◆ YOUR INSTRUCTIONS
Your task is to copy each line of the material that includes "below".

━━━

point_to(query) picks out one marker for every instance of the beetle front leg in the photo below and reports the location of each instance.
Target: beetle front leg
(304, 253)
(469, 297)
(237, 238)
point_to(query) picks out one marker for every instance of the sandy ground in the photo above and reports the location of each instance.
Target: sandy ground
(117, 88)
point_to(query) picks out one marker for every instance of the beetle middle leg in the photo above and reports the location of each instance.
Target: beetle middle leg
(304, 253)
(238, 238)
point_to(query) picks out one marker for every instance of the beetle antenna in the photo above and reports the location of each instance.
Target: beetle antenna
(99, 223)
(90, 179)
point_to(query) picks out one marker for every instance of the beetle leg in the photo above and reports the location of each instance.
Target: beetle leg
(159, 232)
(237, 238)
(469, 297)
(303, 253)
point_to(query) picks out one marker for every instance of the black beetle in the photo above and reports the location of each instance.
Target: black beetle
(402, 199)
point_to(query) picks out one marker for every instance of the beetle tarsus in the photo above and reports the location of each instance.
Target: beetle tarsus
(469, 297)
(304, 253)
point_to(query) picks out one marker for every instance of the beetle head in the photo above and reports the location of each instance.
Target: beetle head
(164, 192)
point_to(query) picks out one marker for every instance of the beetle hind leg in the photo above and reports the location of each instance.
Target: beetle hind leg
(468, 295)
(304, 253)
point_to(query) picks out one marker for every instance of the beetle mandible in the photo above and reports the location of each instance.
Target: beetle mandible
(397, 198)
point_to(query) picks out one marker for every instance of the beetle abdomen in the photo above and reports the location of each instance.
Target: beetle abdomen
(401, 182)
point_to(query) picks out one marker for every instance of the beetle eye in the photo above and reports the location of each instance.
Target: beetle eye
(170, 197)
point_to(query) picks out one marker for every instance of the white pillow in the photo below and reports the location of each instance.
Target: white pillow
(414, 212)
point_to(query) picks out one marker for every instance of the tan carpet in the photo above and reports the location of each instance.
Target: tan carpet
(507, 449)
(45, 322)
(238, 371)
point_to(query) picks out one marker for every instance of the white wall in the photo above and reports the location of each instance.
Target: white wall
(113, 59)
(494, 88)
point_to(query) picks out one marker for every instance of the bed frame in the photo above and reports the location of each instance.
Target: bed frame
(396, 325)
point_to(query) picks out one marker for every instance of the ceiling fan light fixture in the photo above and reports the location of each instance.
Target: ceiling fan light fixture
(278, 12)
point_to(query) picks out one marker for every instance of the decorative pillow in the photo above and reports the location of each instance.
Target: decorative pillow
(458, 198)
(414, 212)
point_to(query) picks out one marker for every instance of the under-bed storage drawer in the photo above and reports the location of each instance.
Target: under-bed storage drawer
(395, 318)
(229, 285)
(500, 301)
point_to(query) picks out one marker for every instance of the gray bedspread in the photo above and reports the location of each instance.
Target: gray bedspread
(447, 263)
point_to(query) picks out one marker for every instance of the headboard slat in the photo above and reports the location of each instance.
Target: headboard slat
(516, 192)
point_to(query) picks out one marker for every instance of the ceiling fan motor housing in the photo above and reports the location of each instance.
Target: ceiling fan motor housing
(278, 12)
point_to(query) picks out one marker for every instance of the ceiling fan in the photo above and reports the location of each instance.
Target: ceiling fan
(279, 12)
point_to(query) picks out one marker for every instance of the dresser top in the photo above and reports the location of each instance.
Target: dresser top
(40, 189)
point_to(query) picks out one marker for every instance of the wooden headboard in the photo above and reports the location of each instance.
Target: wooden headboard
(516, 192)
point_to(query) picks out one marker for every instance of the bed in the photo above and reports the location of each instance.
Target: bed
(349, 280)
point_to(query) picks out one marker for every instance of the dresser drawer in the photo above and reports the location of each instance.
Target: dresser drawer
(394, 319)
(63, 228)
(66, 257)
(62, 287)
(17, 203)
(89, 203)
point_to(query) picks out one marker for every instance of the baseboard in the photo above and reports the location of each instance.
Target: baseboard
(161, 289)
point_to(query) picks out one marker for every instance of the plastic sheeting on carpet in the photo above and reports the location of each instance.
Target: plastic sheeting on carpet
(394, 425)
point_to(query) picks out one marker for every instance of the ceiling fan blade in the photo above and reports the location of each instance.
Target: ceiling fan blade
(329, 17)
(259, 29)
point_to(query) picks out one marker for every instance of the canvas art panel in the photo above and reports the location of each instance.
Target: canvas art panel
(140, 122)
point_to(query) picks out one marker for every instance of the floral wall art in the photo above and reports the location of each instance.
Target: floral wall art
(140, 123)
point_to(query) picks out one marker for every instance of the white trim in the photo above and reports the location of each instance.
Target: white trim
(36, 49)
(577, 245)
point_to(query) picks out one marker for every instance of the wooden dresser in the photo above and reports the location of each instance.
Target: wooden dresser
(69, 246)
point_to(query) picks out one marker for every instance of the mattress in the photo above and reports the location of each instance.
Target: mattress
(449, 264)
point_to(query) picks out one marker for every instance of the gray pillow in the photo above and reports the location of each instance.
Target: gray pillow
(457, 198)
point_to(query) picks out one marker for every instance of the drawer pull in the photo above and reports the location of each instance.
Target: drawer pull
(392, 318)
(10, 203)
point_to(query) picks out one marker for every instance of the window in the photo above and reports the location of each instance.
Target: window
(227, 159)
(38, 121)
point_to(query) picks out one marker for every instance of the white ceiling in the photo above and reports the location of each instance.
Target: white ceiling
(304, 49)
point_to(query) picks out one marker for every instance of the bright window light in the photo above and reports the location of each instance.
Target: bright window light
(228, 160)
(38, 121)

━━━

◆ RESPONSE TO THE EXERCISE
point_to(query) picks out one marker for every instance of the beetle front leg in the photo below and reports the location of each instance.
point_to(query) picks out one marker for every instance of the white pillow in the photo below and reports the location of each instance.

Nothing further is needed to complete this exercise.